# THE TASK
In the Thrust forum post below, which function does the poster want to use for counting after sorting the zipped tuple?

++++ EXTRACT TO READ

I have a flatten array of double fill with points x,y,z I transfer this array in x, y, z array. I use those arrays thru a zip iterator
tpl4zip first = thrust::make_zip_iterator(thrust::make_tuple(X.begin(), Y.begin(), Z.begin(), K.begin()));
tpl4zip last = thrust::make_zip_iterator(thrust::make_tuple(X.end(), Y.end(), Z.end(), K.end()));
I'm able to sort this tuple without problem. I need then to reduce to be able to count and so want to use reduce_by_key. but all my attempts to make a functional reduce_by_key went wrongs. Does some could tell me what i'm doing wrong. Thanks in advance.
here my code :
thrust::device_vector<int> counter(N/KEYLEN); // keys in one row
thrust::fill(counter.begin(), counter.end(), 1); // set counter for key
auto my_z = thrust::make_zip_iterator(thrust::make_tuple(first,counter.begin()));
thrust::device_vector<double> X_r(N/KEYLEN); // keys in one row
thrust::device_vector<double> Y_r(N/KEYLEN); // keys in one row
thrust::device_vector<double> Z_r(N/KEYLEN); // keys in one row
thrust::device_vector<int> K_r(N/KEYLEN); // index in one row
tpl4zip my_zr = thrust::make_zip_iterator(thrust::make_tuple(X_r.begin(), Y_r.begin(), Z_r.begin(), K_r.begin()));
thrust::device_vector<int> counter_2(N/KEYLEN); // keys in one row
thrust::fill(counter_2.begin(), counter_2.end(), 1); // set index for key
auto pack = thrust::make_zip_iterator(thrust::make_tuple(my_zr,counter_2.begin()));
thrust::equal_to<int> binary_pred;
thrust::reduce_by_key(
first,
last,
my_z,
first,
pack,
binary_pred,
TuplePlus()

++++++++
++++ RECORD EXCERPTS

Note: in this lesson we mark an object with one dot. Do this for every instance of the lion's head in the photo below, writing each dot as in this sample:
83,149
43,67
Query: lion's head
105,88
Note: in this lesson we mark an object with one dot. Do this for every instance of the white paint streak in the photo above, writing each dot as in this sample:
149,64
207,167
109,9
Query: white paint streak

++++++++

# EXPECTED ANSWER
reduce_by_key (thrust::reduce_by_key)